** START OF Records for this exercise **
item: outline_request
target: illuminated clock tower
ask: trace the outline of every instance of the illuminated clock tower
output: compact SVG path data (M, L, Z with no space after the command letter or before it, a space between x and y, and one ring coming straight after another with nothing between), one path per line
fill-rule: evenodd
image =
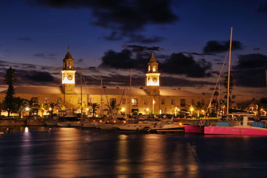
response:
M147 63L148 71L147 75L147 92L151 95L159 95L159 75L158 66L154 57L154 51L152 57Z
M69 47L68 52L63 60L62 73L62 91L64 94L74 94L75 86L75 72L74 66L74 60L69 52Z

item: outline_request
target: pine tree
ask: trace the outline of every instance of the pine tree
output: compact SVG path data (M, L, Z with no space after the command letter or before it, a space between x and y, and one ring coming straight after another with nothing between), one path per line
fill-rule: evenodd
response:
M15 70L12 69L12 68L10 67L6 70L6 75L4 78L5 82L3 83L8 85L4 101L8 113L7 117L9 117L10 112L14 110L15 107L14 102L15 98L13 96L13 95L15 94L13 84L17 82L17 78L15 77Z

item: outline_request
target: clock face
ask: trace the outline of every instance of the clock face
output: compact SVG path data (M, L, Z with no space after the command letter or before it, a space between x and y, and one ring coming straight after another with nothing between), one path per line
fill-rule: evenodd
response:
** END OF Records for this exercise **
■ **Goal**:
Can you output the stretch from the start of the items through the line containing "M15 70L12 69L12" as a two-column CSV with the columns instruction and answer? Use one row per item, put each field in quotes with line breaks turned into spaces, and leave the pictures out.

■ **Task output**:
instruction,answer
"item: outline_request target: illuminated clock tower ask: trace the outline of every instance of the illuminated clock tower output: compact SVG path data (M, L, Z with no space after the command letter or before it, a space between x and y, and one ring coming straight after another with nothing between), one path per line fill-rule: evenodd image = response:","M147 63L148 71L147 75L147 92L151 95L159 95L159 75L158 66L154 57L154 51L152 57Z M69 47L68 52L63 60L62 73L62 91L64 94L74 94L75 86L75 72L74 66L74 60L69 52Z"
"item: outline_request target: pine tree ask: trace the outline of every instance of the pine tree output: compact SVG path data (M, L, Z with no space after the command letter or before it, a space between x and y, and one ring coming straight after another with nothing between), one path per line fill-rule: evenodd response:","M15 70L12 69L12 68L10 67L6 70L6 75L4 78L5 82L3 83L8 85L4 101L8 113L7 117L9 117L10 112L14 110L15 107L14 102L15 98L13 96L13 95L15 94L13 84L17 82L17 78L15 77Z"